::: SUPPLIED RECORDS :::
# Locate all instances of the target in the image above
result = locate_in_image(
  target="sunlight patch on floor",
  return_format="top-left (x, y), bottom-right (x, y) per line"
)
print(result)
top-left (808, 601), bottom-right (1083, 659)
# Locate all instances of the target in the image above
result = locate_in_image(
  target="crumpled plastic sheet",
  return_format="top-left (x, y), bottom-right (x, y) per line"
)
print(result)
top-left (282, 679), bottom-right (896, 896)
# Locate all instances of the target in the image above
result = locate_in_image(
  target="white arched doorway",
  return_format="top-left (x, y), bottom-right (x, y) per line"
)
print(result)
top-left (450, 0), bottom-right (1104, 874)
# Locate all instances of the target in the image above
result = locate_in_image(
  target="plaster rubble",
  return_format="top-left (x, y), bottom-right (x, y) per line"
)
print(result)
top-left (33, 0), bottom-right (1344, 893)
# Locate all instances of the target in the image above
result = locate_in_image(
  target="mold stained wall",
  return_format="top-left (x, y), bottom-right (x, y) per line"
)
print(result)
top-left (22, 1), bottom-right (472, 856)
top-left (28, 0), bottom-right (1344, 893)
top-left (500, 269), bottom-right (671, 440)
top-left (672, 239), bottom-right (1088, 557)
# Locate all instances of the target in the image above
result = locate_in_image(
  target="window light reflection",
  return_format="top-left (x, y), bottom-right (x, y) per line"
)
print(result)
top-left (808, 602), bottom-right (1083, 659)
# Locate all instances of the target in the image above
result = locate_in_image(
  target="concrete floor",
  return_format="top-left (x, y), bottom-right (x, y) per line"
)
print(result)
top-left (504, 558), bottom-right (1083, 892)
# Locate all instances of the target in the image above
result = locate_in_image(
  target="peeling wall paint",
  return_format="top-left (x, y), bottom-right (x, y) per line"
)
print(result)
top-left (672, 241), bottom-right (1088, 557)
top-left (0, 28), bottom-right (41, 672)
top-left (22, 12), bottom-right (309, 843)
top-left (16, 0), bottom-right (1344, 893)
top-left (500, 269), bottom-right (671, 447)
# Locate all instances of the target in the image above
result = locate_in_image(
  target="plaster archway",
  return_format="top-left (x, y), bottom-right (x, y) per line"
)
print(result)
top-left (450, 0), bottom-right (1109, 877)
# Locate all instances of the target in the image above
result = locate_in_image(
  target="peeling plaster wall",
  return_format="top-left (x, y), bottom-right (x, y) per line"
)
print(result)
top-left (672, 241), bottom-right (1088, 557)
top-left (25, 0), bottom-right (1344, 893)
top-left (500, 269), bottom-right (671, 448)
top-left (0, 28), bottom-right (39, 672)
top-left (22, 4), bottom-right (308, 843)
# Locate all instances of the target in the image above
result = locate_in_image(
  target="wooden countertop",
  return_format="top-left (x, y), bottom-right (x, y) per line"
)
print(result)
:::
Reproduce the data above word for word, from its first line up to and including the line that contains "top-left (450, 0), bottom-right (1104, 874)".

# Locate all instances of the target in the image above
result = locate_in_image(
  target="sunlight patch on floor",
  return_format="top-left (x, y), bottom-right (x, y) per line"
)
print(result)
top-left (808, 601), bottom-right (1083, 659)
# Locate all instances of the target in the image above
result = locate_in_image(
  target="crumpled plastic sheet",
  return_format="top-left (x, y), bottom-right (x, y) per line"
)
print(result)
top-left (282, 679), bottom-right (896, 896)
# Locate all instances of the target in the image above
result = locate_in_image(
  target="white arched doorway",
  return_format="top-left (x, y), bottom-right (x, y) per line"
)
print(result)
top-left (450, 0), bottom-right (1104, 874)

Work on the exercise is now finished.